>> start Available data

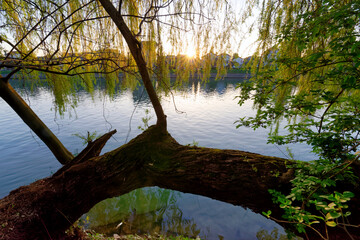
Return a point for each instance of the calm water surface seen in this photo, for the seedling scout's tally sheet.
(210, 111)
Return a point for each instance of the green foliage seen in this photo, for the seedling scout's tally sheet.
(273, 235)
(307, 73)
(145, 120)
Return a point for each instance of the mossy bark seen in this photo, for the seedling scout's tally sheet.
(46, 208)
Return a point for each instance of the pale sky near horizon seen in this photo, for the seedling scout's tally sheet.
(245, 49)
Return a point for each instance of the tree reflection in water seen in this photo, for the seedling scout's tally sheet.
(143, 211)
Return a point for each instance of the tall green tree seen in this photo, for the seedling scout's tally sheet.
(307, 72)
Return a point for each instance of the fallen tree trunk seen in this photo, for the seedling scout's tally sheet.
(46, 208)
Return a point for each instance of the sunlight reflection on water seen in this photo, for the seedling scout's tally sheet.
(208, 119)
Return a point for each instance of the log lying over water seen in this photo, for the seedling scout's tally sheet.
(46, 208)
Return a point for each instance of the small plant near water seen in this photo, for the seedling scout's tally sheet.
(89, 137)
(307, 74)
(145, 120)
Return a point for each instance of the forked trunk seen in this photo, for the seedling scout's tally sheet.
(49, 206)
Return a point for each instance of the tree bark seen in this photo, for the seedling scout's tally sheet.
(46, 208)
(33, 121)
(135, 49)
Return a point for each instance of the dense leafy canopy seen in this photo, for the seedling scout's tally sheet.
(307, 71)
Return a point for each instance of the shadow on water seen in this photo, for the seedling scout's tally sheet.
(155, 211)
(147, 210)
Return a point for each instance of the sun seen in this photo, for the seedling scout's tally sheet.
(190, 52)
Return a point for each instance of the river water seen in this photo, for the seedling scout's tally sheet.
(207, 119)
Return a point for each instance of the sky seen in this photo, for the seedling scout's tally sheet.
(243, 43)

>> end Available data

Short exercise = Transcribe the records above exactly, leaving out every picture.

Result =
Return a point for each instance of the calm water surface seen in this photo, for the seedling scout's tally sheet.
(210, 111)
Return a point for each instance of the green foliage seen in this photo, for the seedling scout's tally sheet.
(273, 235)
(307, 73)
(145, 120)
Return a point for each instance of the mossy bark seen in this photo, for the seedling scout's tally sheet.
(46, 208)
Return a point for each instance of the pale sky near horizon seen in this photo, for the seedling scout's tally sheet.
(245, 49)
Return a point for each instance of the tree reflection in water seen in this photo, for the seedling scout's tally sheet.
(143, 211)
Return a point for each instance of the tall green tree seen in this photo, for the seedling scout's tally sheet.
(307, 72)
Return a point for each instance of the fallen tree trunk seen in this photo, for the seedling scout's tally sheet.
(46, 208)
Return a point for each instance of the sunlight reflection on water seen in this photo, for the seedling scout's tally sheet.
(208, 119)
Return a point for each instance of the log lying over water seen in this photo, for the seedling scout's tally sheet.
(46, 208)
Return a point for each instance of the small plant near water seen in this photo, for the seedling scout's tally sheet.
(89, 137)
(307, 74)
(145, 120)
Return a point for each instance of the forked trunk seen in this photo, for the seedling scout's tally sheet.
(49, 206)
Return a point for each instance of the tree bark seen in this photo, for the seedling scout's tally sheet.
(46, 208)
(33, 121)
(135, 49)
Return a point for each instance of the dense leafy canopy seen in this photo, for the seedling scout's tally sheet.
(307, 71)
Return a point for each instance of the shadow on water seen in this photo, for the seedling scout's tally sheet.
(155, 211)
(147, 210)
Return a point for each instance of the sun seen in this photo, for the seedling scout's tally sheet.
(190, 52)
Return a point for each instance of the river water seen in this photo, for the seedling scout's tally sheet.
(207, 119)
Return a point for each instance of the sky seen in this photo, for the seedling scout's tally sheet.
(243, 43)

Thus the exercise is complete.